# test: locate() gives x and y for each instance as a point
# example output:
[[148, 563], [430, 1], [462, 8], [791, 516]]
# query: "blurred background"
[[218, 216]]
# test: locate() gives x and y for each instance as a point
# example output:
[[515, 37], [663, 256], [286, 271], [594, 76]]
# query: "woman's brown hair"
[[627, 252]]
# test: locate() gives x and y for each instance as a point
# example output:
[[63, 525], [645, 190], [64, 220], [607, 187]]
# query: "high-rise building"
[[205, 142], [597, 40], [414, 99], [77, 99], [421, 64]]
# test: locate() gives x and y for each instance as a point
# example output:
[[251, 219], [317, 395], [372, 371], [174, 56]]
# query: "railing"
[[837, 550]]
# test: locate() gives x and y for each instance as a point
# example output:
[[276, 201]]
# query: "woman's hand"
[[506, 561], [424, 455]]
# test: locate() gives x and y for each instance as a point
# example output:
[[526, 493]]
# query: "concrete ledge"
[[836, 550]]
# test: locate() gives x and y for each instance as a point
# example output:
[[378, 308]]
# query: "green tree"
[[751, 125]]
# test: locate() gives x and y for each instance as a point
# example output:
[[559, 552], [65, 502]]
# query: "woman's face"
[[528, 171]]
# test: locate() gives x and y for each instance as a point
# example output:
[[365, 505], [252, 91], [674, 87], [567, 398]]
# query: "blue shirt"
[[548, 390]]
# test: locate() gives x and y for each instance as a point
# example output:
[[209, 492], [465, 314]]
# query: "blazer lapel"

####

WHAT NEEDS TO BE DONE>
Set down the entire material above verbatim, from its first line through its last, with no alteration.

WRITTEN REPLY>
# test: locate() gives x and y for each instance as a point
# example output:
[[148, 563], [430, 1], [462, 8], [791, 516]]
# query: "blurred background"
[[218, 216]]
# test: locate() gives x and y for each instance as a point
# example output:
[[515, 37], [663, 256], [286, 271], [594, 76]]
# query: "woman's brown hair"
[[627, 252]]
# test: locate() gives x and y for each instance as a point
# example output:
[[63, 525], [645, 190], [64, 220], [607, 187]]
# query: "high-rise building"
[[205, 142], [597, 40], [414, 99], [77, 99], [421, 64]]
# test: locate() gives x and y for each instance as a point
# example output:
[[251, 219], [317, 395], [372, 371], [174, 56]]
# query: "railing"
[[837, 550]]
# test: locate() gives x and y for each instance as a point
# example output:
[[276, 201]]
# query: "woman's hand"
[[506, 561], [424, 455]]
# test: locate() gives x and y for each instance as a point
# example output:
[[526, 493]]
# query: "concrete ledge"
[[836, 550]]
# test: locate() gives x and y for each instance as a point
# example output:
[[378, 308]]
# query: "green tree"
[[751, 125]]
# test: locate() gives x and y for each instance as a point
# example output:
[[559, 552], [65, 502]]
# query: "woman's face"
[[528, 171]]
# test: locate() gives x and y for each instance as a point
# example output:
[[365, 505], [252, 91], [674, 87], [567, 398]]
# query: "blue shirt"
[[548, 390]]
# test: locate() gives x and y for each instance as a point
# example output:
[[209, 492], [465, 314]]
# query: "blazer lapel"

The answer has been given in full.